──────── Bereitgestellter Text ────────

2019 halbiert sich das Wachstum in der Schweiz
Die Dynamik der Weltwirtschaft lässt nach, und damit endet die starke Expansionsphase der Schweizer Exportwirtschaft. Die Konjunkturrisiken steigen deutlich, wie economiesuisse-Chefökonom Rudolf Minsch aufzeigt. Aufgrund des hohen Masses an Unsicherheit würden die Investitionen in der Schweiz 2019 kaum mehr zulegen, der Konsum bleibe stabil. Der Wirtschaftsdachverband prognostiziert im laufenden Jahr ein Wachstum des Bruttoinlandprodukts (BIP) um 2,7 Prozent sowie ein Plus von 1,4 Prozent für 2019. Die Beschäftigung soll auch im kommenden Jahr steigen, während eine durchschnittliche Arbeitslosenquote von 2,4 Prozent erwartet wird.

──────── Bereitgestellte Einträge ────────

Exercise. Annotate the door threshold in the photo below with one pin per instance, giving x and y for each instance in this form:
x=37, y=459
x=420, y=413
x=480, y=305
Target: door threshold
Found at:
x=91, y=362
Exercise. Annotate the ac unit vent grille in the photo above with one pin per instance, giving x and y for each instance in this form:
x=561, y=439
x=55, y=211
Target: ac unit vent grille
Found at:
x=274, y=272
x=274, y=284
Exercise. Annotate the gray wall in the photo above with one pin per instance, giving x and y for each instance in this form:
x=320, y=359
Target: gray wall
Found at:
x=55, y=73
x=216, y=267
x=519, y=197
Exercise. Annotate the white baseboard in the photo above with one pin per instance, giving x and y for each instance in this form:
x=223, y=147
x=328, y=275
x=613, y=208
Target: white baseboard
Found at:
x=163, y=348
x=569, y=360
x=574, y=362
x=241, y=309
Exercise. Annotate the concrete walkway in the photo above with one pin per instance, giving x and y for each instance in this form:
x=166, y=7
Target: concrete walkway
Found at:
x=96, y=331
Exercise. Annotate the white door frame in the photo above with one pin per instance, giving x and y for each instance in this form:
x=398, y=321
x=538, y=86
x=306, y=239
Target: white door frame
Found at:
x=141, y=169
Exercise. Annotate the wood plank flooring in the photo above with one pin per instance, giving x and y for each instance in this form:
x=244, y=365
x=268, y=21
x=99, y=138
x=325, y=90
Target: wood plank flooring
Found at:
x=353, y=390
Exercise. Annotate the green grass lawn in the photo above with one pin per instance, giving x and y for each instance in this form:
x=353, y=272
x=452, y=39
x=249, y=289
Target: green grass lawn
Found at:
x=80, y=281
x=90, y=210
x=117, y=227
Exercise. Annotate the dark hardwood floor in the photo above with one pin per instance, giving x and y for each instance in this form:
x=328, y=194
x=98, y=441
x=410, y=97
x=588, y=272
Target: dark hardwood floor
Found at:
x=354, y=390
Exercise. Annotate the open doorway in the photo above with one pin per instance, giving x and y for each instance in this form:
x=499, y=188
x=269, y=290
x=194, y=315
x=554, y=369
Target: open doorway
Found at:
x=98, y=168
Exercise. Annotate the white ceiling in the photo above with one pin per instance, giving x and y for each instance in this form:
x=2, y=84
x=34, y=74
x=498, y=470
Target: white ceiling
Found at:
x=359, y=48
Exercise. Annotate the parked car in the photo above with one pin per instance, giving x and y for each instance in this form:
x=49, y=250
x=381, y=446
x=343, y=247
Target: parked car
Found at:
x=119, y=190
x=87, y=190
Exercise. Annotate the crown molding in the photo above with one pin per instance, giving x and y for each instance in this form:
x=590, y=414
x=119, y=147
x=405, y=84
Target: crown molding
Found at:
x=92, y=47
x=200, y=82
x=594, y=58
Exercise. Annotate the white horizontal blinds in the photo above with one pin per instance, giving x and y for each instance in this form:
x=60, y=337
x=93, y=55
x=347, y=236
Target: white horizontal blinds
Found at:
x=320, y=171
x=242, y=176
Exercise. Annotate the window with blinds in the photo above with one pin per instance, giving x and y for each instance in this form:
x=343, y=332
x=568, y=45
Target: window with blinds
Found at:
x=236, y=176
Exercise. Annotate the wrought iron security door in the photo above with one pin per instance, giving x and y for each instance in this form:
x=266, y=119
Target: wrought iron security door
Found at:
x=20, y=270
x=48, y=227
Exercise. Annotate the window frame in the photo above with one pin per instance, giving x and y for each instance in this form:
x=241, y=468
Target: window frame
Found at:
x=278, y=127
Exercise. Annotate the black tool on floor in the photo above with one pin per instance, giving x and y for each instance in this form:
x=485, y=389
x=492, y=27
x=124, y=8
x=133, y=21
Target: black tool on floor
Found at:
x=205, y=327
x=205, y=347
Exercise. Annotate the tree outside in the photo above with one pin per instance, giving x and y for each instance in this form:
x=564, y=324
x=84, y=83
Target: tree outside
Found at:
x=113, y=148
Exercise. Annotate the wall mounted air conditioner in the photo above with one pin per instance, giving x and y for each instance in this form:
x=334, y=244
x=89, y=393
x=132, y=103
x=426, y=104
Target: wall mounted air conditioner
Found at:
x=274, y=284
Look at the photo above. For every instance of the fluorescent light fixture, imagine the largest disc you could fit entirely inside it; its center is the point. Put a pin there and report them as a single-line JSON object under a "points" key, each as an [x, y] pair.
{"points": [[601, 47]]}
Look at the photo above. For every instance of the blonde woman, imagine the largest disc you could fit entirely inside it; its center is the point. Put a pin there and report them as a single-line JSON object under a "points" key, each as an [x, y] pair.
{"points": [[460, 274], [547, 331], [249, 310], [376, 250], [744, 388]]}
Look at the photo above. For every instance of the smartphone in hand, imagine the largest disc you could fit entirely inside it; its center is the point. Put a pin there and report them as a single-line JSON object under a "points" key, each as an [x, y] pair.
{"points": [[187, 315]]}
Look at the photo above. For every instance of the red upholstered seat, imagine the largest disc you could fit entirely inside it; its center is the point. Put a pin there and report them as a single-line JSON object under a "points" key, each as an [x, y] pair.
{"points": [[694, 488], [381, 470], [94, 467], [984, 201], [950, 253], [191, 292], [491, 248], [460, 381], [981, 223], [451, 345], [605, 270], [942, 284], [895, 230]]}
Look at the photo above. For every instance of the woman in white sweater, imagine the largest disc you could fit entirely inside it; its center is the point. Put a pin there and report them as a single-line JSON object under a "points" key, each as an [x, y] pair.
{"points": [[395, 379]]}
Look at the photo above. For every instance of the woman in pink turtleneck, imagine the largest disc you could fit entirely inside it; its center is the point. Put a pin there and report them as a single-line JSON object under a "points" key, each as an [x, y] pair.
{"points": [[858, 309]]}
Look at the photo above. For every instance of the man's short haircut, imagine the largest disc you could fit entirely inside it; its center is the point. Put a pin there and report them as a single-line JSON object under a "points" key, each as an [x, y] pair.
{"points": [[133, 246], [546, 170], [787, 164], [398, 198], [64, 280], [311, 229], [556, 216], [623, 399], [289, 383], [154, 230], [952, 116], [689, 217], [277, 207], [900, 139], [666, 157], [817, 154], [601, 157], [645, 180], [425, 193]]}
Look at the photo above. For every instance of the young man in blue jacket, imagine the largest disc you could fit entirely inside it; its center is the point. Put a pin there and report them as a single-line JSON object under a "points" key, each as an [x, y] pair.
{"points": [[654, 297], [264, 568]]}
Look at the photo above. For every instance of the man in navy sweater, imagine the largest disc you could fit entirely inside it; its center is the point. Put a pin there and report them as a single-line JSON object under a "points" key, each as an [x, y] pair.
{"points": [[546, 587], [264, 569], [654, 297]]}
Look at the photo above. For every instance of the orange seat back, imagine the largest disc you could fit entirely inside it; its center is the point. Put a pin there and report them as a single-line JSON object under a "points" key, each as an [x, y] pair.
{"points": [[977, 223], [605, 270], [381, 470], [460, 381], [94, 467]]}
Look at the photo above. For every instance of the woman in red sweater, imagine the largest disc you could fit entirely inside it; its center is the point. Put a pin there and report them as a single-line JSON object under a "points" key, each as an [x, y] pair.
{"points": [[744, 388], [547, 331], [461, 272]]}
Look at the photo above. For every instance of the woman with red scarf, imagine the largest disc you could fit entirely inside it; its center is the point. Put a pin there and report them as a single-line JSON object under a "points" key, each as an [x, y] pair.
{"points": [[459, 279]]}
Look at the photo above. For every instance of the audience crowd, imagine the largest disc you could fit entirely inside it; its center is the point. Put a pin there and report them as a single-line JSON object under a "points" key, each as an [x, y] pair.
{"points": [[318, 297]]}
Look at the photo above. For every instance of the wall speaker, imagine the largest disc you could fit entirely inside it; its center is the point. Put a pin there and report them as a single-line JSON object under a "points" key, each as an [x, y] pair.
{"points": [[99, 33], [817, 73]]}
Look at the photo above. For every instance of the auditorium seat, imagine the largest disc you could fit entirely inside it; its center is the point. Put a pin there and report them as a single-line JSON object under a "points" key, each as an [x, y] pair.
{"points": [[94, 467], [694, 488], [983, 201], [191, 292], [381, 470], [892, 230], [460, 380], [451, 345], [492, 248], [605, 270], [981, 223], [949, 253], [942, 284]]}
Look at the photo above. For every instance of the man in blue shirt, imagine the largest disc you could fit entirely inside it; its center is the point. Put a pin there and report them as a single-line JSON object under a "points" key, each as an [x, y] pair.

────────

• **Aufgabenstellung 1**
Welches Wachstum des Bruttoinlandprodukts prognostiziert der Wirtschaftsdachverband laut dem Text zur Schweizer Konjunktur für 2019?
• **Aufgabenstellung 2**
Setzen Sie den Text zur Schweizer Konjunkturprognose im Anschluss an seinen letzten Satz fort.

• **Ergebnis 1**
Ein Plus von 1,4 Prozent.

• **Ergebnis 2**
Nach einem äusserst positiven Wachstumsschub der Schweizer Wirtschaft im ersten Halbjahr 2018 enttäuschte das dritte Quartal. Während sich die Binnenwirtschaft mehr oder weniger stabil entwickelt hat, sind die kurzfristigen Schwankungen der wirtschaftlichen Aktivitäten auf den Aussenhandel zurückzuführen. Die hohe Dynamik der Weltwirtschaft sorgte für eine starke Nachfrage nach Schweizer Waren und Dienstleistungen, doch präsentiert sich die Lage je nach Region sehr unterschiedlich. Wachstumslokomotive ist zum wiederholten Male die USA, wo die Regierung Trump die gute Wirtschaftslage zusätzlich durch Steuersenkungen und Finanzstimuli angefeuert hat. Die chinesische Wirtschaft kann sich bisher gegenüber den protektionistischen Massnahmen der USA behaupten. Europas Wirtschaft wächst demgegenüber etwas unter den Erwartungen. Im dritten Quartal ging die Nachfrage nach Schweizer Produkten und Dienstleistungen zurück, vor allem die Exportzahlen nach Europa und Asien enttäuschten.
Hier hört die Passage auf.